Fragmento del texto:
*****

Religion

Primero lo primero (II)

Textos de oración ofrecidos por el sacerdote – vicario parroquial de la parroquia de La Asunción de Torrelodones, Madrid

Christian Díaz Yepes

Lectio Divina del evangelio de este domingo XIV del tiempo ordinario

Todo pasa y tendemos a sucumbir a los cambios de ánimos e incluso de criterios. Como dijo Abraham Cowley: “El mundo es un teatro de cambios, y ser constante en la naturaleza sería una inconstancia”. Sin embargo, sí existe un punto firme para armonizar lo que nos viene desde afuera, lo que sentimos, lo que pensamos y cómo actuamos. Se trata del Corazón de Cristo, que de manera especial hemos contemplado durante el mes de junio apenas concluido. Este es el vértice inmutable donde la convulsa historia humana es alcanzada por la eternidad que no cambia. Por tanto, la buena nueva de este domingo es que ese punto crucial entre lo humano y lo divino es un corazón tan puro como para ver y hacer ver a Dios, un corazón que ha amado hasta el extremo de dejarse traspasar para sanar los nuestros, un corazón que hoy nos invita a aprender de él con palabras de gozo y sencillez:

En aquel momento tomó la palabra Jesús y dijo: «Te doy gracias, Padre, Señor del cielo y de la tierra, porque has escondido estas cosas a los sabios y entendidos, y se las has revelado a los pequeños. Sí, Padre, así te ha parecido bien. Todo me ha sido entregado por mi Padre, y nadie conoce al Hijo más que el Padre, y nadie conoce al Padre sino el Hijo y aquel a quien el Hijo se lo quiera revelar.  Venid a mí todos los que estáis cansados y agobiados, y yo os aliviaré.  Tomad mi yugo sobre vosotros y aprended de mí, que soy manso y humilde de corazón, y encontraréis descanso para vuestras almas.  Porque mi yugo es llevadero y mi carga ligera»” (Mateo 11, 25-30).

En esta escena Jesús aparece lleno de júbilo en el Espíritu Santo y muestra el secreto de su estabilidad interior y exterior: su continuo diálogo con el Padre. Porque él es el Hijo Amado que hace todo lo que ve hacer al Padre (Juan 5, 19). Como él ve lo que el Padre hace, lo hace ver en sí mismo. Es una relación de amor que todo lo abarca, ilumina y trasciende. Por eso puede hacerse evidente desde las cosas más sencillas. Es más, Jesús nos revela que lo firme y permanente comienza precisamente en esas sencillas cosas que hacen grande toda vida verdadera. Él es el Dios inabarcable que se deja contener en un sencillo corazón de artesano y en sencillo pan sobre un altar. Por eso no teme a subir a una cruz y darlo todo, esperando que muchos más amemos también como le vemos amar a él.

*****

Datos proporcionados:
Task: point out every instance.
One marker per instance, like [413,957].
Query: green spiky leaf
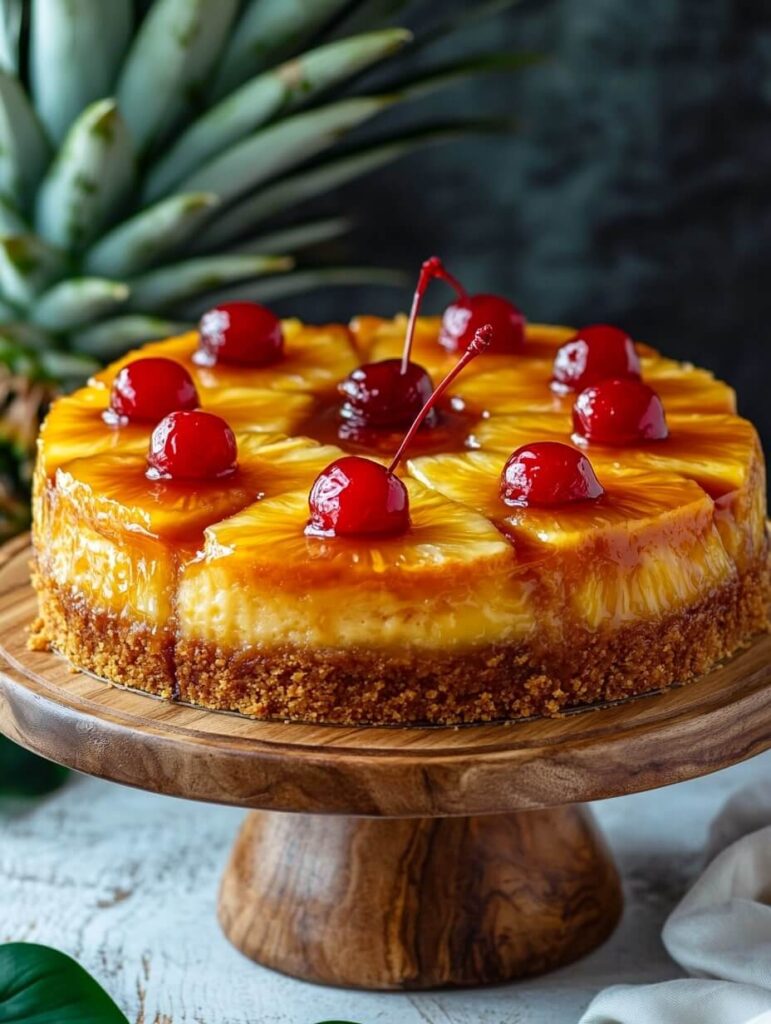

*****

Desafíos:
1. Según el fragmento, ¿qué muestra Jesús como secreto de su estabilidad interior y exterior?
2. Enumera todo lo que, según el fragmento, el punto firme permite armonizar.
3. Reproduce sin cambios el pasaje del fragmento que comienza con "En esta escena" y sigue hasta "vemos amar a él.".

Soluciones completas:
1. Su continuo diálogo con el Padre.

2.
- Lo que nos viene desde afuera
- Lo que sentimos
- Lo que pensamos
- Cómo actuamos

3.
En esta escena Jesús aparece lleno de júbilo en el Espíritu Santo y muestra el secreto de su estabilidad interior y exterior: su continuo diálogo con el Padre. Porque él es el Hijo Amado que hace todo lo que ve hacer al Padre (Juan 5, 19). Como él ve lo que el Padre hace, lo hace ver en sí mismo. Es una relación de amor que todo lo abarca, ilumina y trasciende. Por eso puede hacerse evidente desde las cosas más sencillas. Es más, Jesús nos revela que lo firme y permanente comienza precisamente en esas sencillas cosas que hacen grande toda vida verdadera. Él es el Dios inabarcable que se deja contener en un sencillo corazón de artesano y en sencillo pan sobre un altar. Por eso no teme a subir a una cruz y darlo todo, esperando que muchos más amemos también como le vemos amar a él.